[Location labeling records]
···

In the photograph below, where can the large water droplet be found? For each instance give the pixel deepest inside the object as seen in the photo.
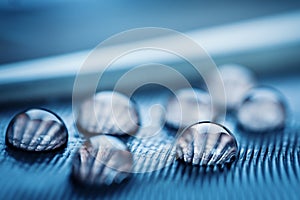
(237, 81)
(108, 112)
(36, 130)
(102, 160)
(188, 106)
(263, 109)
(206, 143)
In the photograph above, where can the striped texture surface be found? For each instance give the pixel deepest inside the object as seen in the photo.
(267, 167)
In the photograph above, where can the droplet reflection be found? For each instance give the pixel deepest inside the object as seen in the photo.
(206, 143)
(36, 130)
(102, 160)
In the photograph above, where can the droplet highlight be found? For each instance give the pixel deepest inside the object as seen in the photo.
(108, 112)
(206, 143)
(262, 110)
(102, 160)
(188, 106)
(36, 130)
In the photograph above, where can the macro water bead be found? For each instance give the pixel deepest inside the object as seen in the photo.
(36, 130)
(188, 106)
(263, 109)
(206, 143)
(102, 160)
(108, 112)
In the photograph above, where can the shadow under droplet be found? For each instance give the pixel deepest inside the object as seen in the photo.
(93, 191)
(32, 157)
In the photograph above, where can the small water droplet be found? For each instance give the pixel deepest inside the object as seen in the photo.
(36, 130)
(263, 109)
(102, 160)
(237, 80)
(188, 106)
(206, 143)
(108, 112)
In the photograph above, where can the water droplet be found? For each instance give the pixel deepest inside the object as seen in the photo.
(237, 81)
(206, 143)
(263, 109)
(102, 160)
(188, 106)
(108, 113)
(36, 130)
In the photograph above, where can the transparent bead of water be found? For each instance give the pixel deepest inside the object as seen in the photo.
(188, 106)
(263, 109)
(102, 160)
(237, 80)
(206, 143)
(36, 129)
(108, 112)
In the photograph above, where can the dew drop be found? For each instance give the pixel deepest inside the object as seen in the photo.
(188, 106)
(102, 160)
(263, 109)
(237, 80)
(36, 129)
(206, 143)
(108, 112)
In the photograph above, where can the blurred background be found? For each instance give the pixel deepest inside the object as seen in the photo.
(33, 29)
(44, 43)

···

→ **Exercise prompt**
Find the line that contains "In the photograph above, where can the transparent". Repeat it and every line after it, exactly as written, up to and including the last line of the records above.

→ **Exercise solution**
In the photograph above, where can the transparent bead of water be found? For each instance give the pixel deepest inside the object as seen in the photo.
(188, 106)
(263, 109)
(102, 160)
(237, 80)
(206, 143)
(36, 129)
(108, 112)
In the photograph above, where can the dew drop be found? For each instance give the pixel deepest inside the object as seen in the photo.
(188, 106)
(102, 160)
(263, 109)
(237, 80)
(36, 129)
(206, 143)
(108, 112)
In the photograph above, where can the blurred background be found? For each instance give the pixel deepest inside the object as seen in the photo.
(33, 29)
(44, 43)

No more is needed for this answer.